| Task to carry out |
When a line in the listing contains the string "provide", pick it out and copy it.

Supplied information section start

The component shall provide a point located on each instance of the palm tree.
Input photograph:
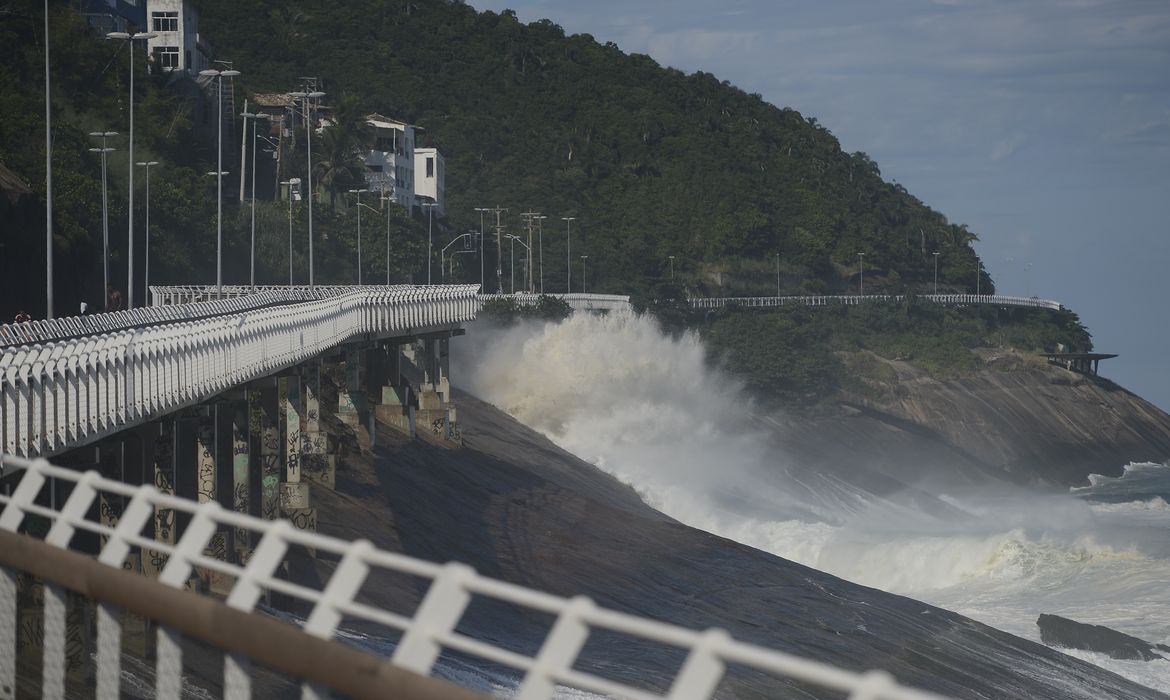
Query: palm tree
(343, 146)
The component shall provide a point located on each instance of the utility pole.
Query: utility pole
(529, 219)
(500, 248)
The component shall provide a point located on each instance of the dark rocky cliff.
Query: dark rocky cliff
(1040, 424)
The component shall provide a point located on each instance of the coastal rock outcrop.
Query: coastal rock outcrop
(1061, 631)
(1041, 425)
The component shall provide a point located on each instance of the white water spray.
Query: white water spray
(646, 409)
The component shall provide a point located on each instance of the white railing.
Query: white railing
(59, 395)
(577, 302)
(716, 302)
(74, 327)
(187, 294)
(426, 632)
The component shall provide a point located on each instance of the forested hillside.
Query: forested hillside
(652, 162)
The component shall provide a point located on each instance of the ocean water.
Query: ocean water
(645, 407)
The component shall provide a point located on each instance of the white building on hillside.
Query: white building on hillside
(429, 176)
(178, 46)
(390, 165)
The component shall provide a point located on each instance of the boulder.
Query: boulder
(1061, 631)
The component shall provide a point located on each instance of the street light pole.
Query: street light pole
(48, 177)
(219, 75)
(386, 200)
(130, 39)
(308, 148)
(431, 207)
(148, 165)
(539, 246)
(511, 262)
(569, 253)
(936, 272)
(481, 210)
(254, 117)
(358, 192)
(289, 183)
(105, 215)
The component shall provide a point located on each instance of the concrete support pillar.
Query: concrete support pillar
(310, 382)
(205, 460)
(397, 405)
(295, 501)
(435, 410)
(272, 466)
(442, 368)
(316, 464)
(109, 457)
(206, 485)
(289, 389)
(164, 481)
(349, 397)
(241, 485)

Supplied information section end

| Finished exercise |
The component shall provide a point located on each instance of the palm tree.
The component shall provide a point located on each instance of the utility pole.
The component shall provide a point located on each instance of the dark rocky cliff.
The component shall provide a point located on each instance of the coastal rock outcrop.
The component shall provide a point located on each instance of the white water spray.
The component shall provide a point located on each instance of the white railing.
The component shall provide a point located on each instance of the forested hillside.
The component shall provide a point located on each instance of the ocean water.
The component shall provide a point located on each instance of the white building on hillside.
The component shall provide a point located on each instance of the boulder.
The component shall provide a point located on each instance of the street light pole.
The component shall provide a point located on each instance of the concrete support pillar.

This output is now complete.